- _Document extract_
<<<<

Currently, kernfs_nodes are made visible to userland on creation,
which makes it difficult for kernfs users to atomically succeed or
fail creation of multiple nodes.  In addition, if something fails
after creating some nodes, the created nodes might already be in use
and their active refs need to be drained for removal, which has the
potential to introduce tricky reverse locking dependency on active_ref
depending on how the error path is synchronized.

This patch introduces per-root flag KERNFS_ROOT_CREATE_DEACTIVATED.
If set, all nodes under the root are created in the deactivated state
and stay invisible to userland until explicitly enabled by the new
kernfs_activate() API.  Also, nodes which have never been activated
are guaranteed to bypass draining on removal thus allowing error paths
to not worry about lockding dependency on active_ref draining.

Signed-off-by: Tejun Heo <tj@kernel.org>
---
 fs/kernfs/dir.c        | 71 +++++++++++++++++++++++++++++++++++++++++++++-----
 fs/sysfs/mount.c       |  2 +-
 include/linux/kernfs.h | 15 +++++++++--
 3 files changed, 78 insertions(+), 10 deletions(-)

diff --git a/fs/kernfs/dir.c b/fs/kernfs/dir.c
index 89f8462..3cff0a2 100644
--- a/fs/kernfs/dir.c
+++ b/fs/kernfs/dir.c
@@ -435,7 +435,7 @@ int kernfs_add_one(struct kernfs_node *kn)
 		goto out_unlock;
 
 	ret = -ENOENT;
-	if (!kernfs_active(parent))
+	if ((parent->flags & KERNFS_ACTIVATED) && !kernfs_active(parent))
 		goto out_unlock;
 
 	kn->hash = kernfs_name_hash(kn->name, kn->ns);
@@ -451,9 +451,19 @@ int kernfs_add_one(struct kernfs_node *kn)

>>>>

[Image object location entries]
<<<<

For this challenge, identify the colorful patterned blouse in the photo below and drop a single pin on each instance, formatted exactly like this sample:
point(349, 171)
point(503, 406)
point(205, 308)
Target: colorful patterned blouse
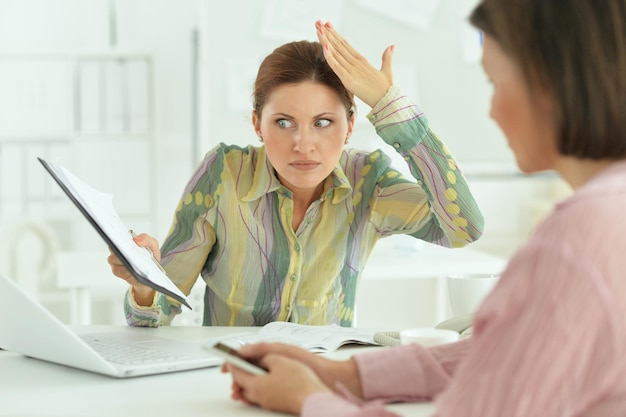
point(233, 227)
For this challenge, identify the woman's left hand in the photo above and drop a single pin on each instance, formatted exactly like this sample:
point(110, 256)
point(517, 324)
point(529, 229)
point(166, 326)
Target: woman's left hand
point(285, 387)
point(354, 71)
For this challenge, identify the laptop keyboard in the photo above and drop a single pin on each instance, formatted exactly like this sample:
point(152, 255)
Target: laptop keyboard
point(115, 351)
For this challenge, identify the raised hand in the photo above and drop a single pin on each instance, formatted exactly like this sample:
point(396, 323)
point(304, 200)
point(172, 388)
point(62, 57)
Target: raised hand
point(355, 72)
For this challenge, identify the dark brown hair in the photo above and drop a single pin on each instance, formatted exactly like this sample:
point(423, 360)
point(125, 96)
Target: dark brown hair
point(293, 63)
point(575, 50)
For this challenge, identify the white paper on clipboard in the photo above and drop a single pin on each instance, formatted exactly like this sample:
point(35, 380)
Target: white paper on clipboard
point(98, 209)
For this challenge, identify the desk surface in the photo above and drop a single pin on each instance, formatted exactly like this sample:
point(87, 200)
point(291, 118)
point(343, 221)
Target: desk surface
point(30, 387)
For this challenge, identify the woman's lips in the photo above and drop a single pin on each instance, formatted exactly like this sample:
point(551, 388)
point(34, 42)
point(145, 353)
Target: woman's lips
point(305, 165)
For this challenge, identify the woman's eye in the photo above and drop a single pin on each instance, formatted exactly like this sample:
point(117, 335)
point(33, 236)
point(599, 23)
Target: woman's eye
point(322, 123)
point(284, 123)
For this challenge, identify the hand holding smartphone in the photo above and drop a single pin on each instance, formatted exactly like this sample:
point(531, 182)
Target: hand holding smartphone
point(231, 356)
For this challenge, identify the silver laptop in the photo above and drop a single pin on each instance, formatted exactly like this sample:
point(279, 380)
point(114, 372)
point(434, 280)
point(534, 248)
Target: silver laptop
point(28, 328)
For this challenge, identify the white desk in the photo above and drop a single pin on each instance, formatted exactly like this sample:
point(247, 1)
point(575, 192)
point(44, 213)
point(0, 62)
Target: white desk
point(30, 387)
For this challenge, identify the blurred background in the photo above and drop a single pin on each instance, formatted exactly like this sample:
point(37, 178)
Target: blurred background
point(130, 94)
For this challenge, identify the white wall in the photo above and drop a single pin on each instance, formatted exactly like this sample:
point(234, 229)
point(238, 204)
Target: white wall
point(435, 62)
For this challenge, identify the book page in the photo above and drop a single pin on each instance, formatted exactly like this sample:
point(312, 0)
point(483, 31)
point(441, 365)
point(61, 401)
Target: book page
point(312, 338)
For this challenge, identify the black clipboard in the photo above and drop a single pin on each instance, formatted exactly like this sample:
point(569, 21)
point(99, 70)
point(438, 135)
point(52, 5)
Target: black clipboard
point(140, 276)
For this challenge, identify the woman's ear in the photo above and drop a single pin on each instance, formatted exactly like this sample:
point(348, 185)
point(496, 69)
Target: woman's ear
point(351, 124)
point(256, 122)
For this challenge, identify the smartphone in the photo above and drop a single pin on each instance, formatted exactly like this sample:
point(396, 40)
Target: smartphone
point(232, 356)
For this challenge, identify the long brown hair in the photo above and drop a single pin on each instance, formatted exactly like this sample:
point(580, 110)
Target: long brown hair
point(576, 51)
point(293, 63)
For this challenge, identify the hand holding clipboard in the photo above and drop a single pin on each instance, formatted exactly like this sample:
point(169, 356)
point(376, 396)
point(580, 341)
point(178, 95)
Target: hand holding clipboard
point(97, 207)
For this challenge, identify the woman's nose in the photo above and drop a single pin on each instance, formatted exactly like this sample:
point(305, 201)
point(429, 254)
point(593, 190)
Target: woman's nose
point(303, 141)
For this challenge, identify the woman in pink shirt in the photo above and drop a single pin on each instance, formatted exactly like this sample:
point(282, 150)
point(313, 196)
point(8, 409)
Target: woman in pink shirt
point(550, 340)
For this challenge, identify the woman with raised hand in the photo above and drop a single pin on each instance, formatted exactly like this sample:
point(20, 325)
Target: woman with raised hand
point(550, 340)
point(283, 230)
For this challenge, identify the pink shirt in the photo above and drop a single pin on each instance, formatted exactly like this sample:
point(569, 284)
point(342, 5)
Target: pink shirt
point(550, 340)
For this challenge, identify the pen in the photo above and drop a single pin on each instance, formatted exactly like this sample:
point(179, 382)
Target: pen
point(134, 235)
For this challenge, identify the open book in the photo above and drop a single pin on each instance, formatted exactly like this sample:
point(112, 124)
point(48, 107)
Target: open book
point(312, 338)
point(97, 207)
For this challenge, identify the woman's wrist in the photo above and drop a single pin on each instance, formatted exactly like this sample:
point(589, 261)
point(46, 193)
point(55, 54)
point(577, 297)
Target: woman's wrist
point(142, 295)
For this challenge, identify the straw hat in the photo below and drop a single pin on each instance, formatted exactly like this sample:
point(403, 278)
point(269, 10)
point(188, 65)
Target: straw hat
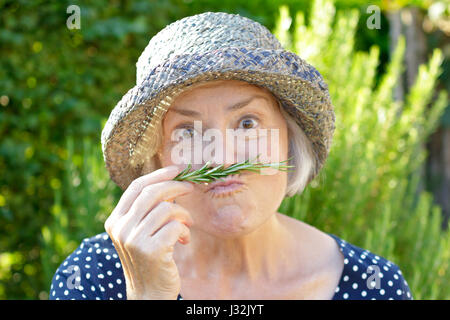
point(204, 47)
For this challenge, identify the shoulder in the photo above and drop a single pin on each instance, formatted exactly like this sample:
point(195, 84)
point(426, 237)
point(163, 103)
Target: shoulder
point(367, 275)
point(93, 271)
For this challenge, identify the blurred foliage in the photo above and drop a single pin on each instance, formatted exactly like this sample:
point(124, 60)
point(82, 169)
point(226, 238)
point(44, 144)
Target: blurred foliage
point(367, 191)
point(57, 87)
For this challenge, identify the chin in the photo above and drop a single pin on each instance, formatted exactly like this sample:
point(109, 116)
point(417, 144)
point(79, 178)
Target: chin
point(231, 218)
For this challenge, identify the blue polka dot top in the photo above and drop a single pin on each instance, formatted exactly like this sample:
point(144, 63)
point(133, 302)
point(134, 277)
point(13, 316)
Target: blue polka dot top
point(94, 272)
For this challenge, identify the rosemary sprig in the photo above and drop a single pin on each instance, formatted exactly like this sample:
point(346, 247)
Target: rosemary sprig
point(208, 174)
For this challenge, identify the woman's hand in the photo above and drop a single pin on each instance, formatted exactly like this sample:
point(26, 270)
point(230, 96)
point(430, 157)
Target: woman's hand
point(144, 228)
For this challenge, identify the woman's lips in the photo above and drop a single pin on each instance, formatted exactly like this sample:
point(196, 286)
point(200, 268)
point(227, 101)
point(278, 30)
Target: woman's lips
point(227, 187)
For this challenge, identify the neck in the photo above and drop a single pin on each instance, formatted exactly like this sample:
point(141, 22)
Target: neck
point(260, 255)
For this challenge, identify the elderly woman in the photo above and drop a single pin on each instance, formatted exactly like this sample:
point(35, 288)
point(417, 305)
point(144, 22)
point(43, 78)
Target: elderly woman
point(169, 239)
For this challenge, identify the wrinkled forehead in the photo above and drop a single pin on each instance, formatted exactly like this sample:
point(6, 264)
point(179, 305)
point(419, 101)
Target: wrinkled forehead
point(226, 89)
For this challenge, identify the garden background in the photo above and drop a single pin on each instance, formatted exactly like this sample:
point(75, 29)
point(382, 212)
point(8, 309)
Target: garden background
point(385, 186)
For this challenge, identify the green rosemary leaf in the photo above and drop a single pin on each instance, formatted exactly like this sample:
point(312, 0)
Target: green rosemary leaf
point(209, 174)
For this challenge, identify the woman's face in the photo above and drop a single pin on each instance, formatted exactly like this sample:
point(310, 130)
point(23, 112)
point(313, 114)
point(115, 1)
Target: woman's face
point(232, 210)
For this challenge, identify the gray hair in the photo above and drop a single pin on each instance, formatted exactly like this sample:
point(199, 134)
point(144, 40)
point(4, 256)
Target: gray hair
point(304, 160)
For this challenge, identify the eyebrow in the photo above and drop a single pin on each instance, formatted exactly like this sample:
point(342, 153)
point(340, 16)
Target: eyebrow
point(234, 107)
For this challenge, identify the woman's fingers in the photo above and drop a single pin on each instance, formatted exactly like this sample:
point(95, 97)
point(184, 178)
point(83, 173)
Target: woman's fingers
point(136, 187)
point(149, 198)
point(163, 213)
point(169, 234)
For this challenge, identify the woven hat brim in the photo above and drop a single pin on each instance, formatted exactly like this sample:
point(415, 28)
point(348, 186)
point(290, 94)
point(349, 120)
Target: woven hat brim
point(129, 136)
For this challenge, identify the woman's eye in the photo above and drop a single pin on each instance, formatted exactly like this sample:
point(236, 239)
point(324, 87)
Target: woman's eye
point(248, 123)
point(185, 133)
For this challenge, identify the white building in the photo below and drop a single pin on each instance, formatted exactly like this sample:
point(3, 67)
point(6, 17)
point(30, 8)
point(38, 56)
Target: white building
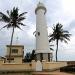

>>>>

- _Set tasks_
• A. Reproduce the stretch of the kernfs patch from "Signed-off-by: Tejun Heo" through "-435,7 +435,7 @@ int kernfs_add_one(struct kernfs_node *kn)".
• B. Using the kernfs patch, answer these:
(i) What per-root flag does it introduce?
(ii) Which new API explicitly enables nodes that were created in the deactivated state?
(iii) How many files does it change, and how many insertions and deletions does it list?

- _Solutions by task_
• A.
Signed-off-by: Tejun Heo <tj@kernel.org>
---
 fs/kernfs/dir.c        | 71 +++++++++++++++++++++++++++++++++++++++++++++-----
 fs/sysfs/mount.c       |  2 +-
 include/linux/kernfs.h | 15 +++++++++--
 3 files changed, 78 insertions(+), 10 deletions(-)

diff --git a/fs/kernfs/dir.c b/fs/kernfs/dir.c
index 89f8462..3cff0a2 100644
--- a/fs/kernfs/dir.c
+++ b/fs/kernfs/dir.c
@@ -435,7 +435,7 @@ int kernfs_add_one(struct kernfs_node *kn)

• B.
(i) KERNFS_ROOT_CREATE_DEACTIVATED
(ii) kernfs_activate()
(iii) 3 files, with 78 insertions and 10 deletions